[Entries from a data source]

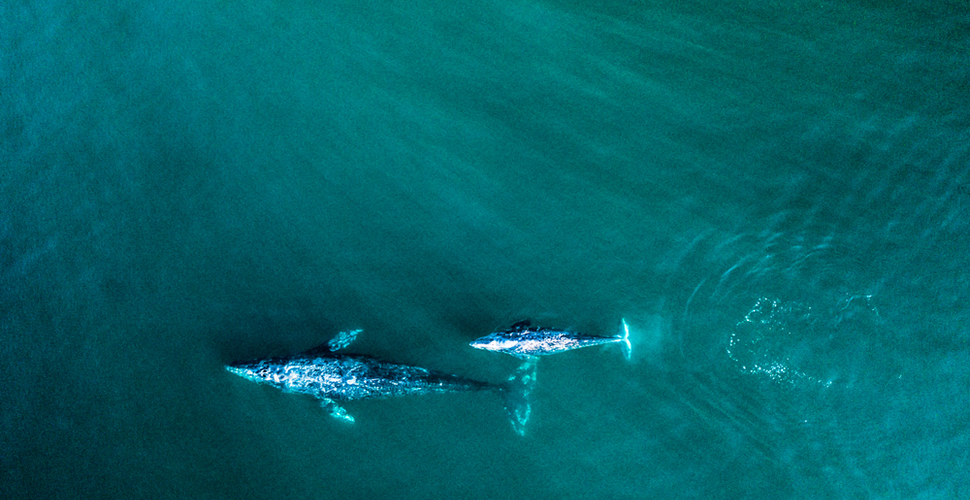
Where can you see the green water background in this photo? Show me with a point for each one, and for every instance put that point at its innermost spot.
(774, 194)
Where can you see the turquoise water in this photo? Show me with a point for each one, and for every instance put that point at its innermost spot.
(773, 194)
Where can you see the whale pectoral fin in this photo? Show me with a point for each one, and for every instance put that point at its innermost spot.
(343, 339)
(336, 410)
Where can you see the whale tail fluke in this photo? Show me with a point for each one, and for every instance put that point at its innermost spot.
(625, 340)
(518, 395)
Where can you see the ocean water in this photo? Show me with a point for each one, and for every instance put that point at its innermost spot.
(773, 194)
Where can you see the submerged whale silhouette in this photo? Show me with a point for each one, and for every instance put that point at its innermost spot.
(525, 341)
(334, 377)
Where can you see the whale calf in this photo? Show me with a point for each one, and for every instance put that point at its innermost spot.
(335, 377)
(526, 341)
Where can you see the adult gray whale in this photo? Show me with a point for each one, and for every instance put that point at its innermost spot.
(334, 377)
(525, 341)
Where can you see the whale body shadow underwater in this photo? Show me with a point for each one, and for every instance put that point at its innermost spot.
(334, 377)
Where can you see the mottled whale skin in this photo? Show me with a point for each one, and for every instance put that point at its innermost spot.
(334, 377)
(525, 341)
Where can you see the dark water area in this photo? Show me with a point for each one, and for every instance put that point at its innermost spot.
(773, 194)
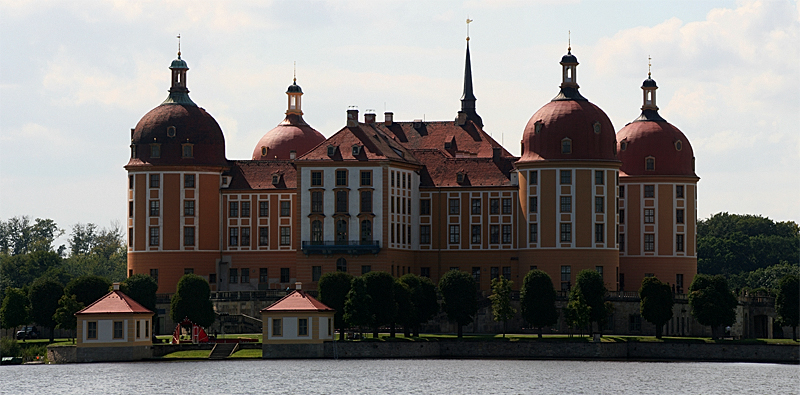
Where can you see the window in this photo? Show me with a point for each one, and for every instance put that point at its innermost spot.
(455, 236)
(566, 204)
(454, 209)
(476, 234)
(286, 208)
(302, 327)
(188, 208)
(285, 275)
(341, 178)
(188, 236)
(91, 330)
(476, 206)
(649, 242)
(598, 233)
(424, 234)
(566, 232)
(118, 329)
(263, 236)
(649, 215)
(425, 207)
(366, 178)
(277, 327)
(566, 176)
(286, 235)
(506, 206)
(366, 201)
(154, 237)
(316, 178)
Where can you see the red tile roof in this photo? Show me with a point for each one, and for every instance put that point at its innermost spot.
(297, 301)
(115, 302)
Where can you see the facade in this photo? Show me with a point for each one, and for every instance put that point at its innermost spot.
(420, 197)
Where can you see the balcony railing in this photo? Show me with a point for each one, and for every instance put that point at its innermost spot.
(352, 247)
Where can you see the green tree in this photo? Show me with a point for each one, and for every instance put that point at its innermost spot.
(380, 287)
(787, 304)
(44, 296)
(65, 314)
(192, 300)
(502, 311)
(713, 303)
(538, 300)
(656, 303)
(87, 289)
(142, 288)
(333, 288)
(14, 311)
(459, 298)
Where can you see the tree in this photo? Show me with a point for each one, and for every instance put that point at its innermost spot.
(44, 296)
(656, 303)
(141, 288)
(459, 299)
(787, 304)
(14, 311)
(538, 300)
(192, 300)
(333, 288)
(713, 304)
(65, 314)
(87, 289)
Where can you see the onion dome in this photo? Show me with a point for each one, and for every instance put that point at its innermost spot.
(177, 132)
(292, 137)
(569, 127)
(652, 146)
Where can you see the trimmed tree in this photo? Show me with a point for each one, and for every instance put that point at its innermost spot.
(333, 288)
(44, 296)
(713, 303)
(502, 311)
(192, 300)
(787, 303)
(538, 300)
(459, 299)
(656, 303)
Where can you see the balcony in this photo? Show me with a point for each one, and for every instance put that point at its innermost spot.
(351, 247)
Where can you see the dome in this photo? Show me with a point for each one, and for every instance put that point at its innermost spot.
(293, 134)
(668, 147)
(172, 126)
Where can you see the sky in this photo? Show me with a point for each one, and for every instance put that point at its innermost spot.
(76, 76)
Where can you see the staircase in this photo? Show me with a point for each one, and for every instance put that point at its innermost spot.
(223, 350)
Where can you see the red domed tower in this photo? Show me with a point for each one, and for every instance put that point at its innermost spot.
(292, 137)
(658, 200)
(174, 178)
(567, 180)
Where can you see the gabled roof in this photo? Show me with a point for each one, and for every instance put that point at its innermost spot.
(297, 301)
(115, 302)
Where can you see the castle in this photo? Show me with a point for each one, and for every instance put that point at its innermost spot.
(420, 197)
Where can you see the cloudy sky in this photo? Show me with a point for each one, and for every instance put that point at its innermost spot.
(76, 76)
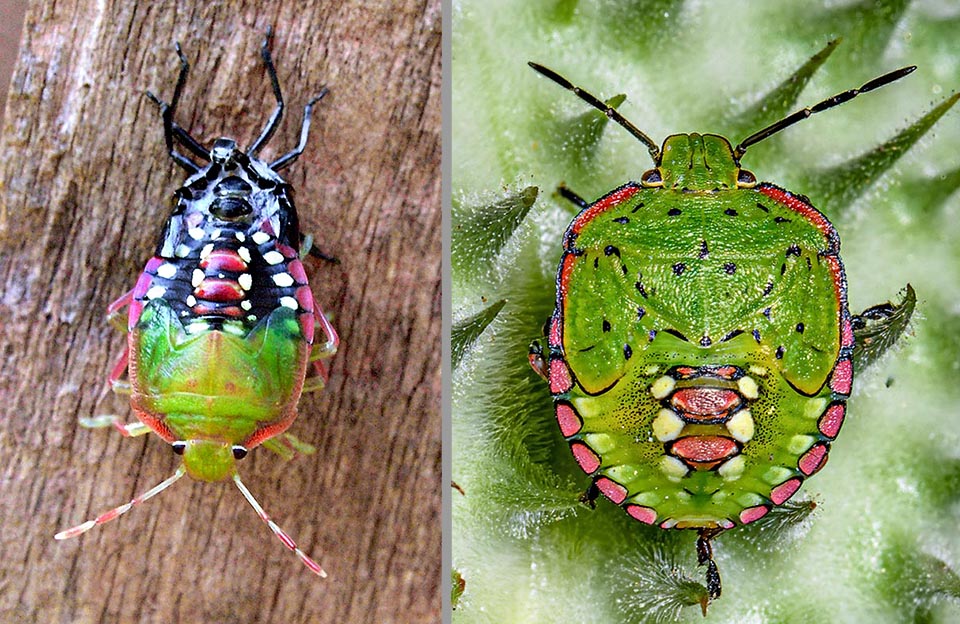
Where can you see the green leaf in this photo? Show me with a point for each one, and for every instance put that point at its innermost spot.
(779, 102)
(878, 328)
(479, 233)
(839, 186)
(465, 332)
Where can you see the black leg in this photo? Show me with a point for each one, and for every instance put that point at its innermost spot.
(290, 157)
(277, 114)
(705, 557)
(591, 495)
(173, 131)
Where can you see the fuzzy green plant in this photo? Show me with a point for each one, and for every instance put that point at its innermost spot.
(875, 537)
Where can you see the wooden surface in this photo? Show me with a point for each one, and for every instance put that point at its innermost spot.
(86, 189)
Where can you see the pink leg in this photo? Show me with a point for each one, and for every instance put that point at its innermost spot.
(317, 380)
(120, 385)
(115, 316)
(127, 430)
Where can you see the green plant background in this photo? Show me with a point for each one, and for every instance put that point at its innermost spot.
(882, 542)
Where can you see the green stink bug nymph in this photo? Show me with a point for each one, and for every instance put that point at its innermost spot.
(224, 333)
(700, 354)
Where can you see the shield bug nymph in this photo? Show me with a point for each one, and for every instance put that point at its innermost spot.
(700, 350)
(224, 333)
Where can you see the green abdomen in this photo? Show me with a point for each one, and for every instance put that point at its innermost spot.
(216, 382)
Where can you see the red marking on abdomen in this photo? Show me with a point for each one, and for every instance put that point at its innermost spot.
(588, 460)
(568, 419)
(560, 380)
(645, 515)
(796, 204)
(704, 403)
(224, 260)
(814, 459)
(616, 197)
(704, 449)
(612, 490)
(750, 514)
(831, 420)
(785, 490)
(219, 290)
(842, 378)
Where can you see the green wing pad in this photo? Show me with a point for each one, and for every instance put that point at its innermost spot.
(705, 268)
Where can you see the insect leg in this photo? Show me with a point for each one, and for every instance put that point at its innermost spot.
(319, 374)
(170, 128)
(127, 430)
(705, 556)
(290, 157)
(277, 114)
(286, 539)
(122, 509)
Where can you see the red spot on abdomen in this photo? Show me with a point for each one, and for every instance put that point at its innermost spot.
(842, 378)
(219, 290)
(568, 419)
(704, 403)
(704, 449)
(560, 380)
(224, 260)
(588, 460)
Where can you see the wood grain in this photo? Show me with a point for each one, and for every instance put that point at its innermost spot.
(86, 186)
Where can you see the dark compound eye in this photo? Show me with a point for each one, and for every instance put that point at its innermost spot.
(651, 177)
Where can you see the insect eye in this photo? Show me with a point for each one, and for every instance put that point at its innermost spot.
(651, 177)
(746, 178)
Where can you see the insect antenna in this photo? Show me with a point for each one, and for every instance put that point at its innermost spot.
(122, 509)
(830, 102)
(280, 533)
(607, 110)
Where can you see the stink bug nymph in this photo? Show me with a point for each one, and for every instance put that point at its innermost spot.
(224, 331)
(700, 351)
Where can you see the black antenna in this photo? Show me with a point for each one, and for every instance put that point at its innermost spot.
(595, 102)
(830, 102)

[Your instructions]
Rescale the stretch from the line containing "Where can you see the insect eye" through the end of the entries. Reproduce every line, requests included, and multiply each coordinate in the answers by 1.65, rounding to whole numbers with halves rounded up.

[Solved problem]
Where can you see the insect eye in this photo? Show me with a point for each one, and for every instance put that point at its innermost spot.
(1074, 292)
(1231, 294)
Where can you see the insect antenna in this photo? Show me with a point for each one, and for every instance put that point at its innermost spot.
(201, 840)
(1370, 168)
(462, 879)
(1002, 182)
Where can you see the stink bug nymph in this photo? Show me with a point for each one, and for every instance put that point at its innermost spot.
(370, 546)
(1155, 579)
Where can you see the black antenna in this photo? Show me with a point for each one, and for every instance put that point at its innermost spot.
(982, 168)
(1370, 168)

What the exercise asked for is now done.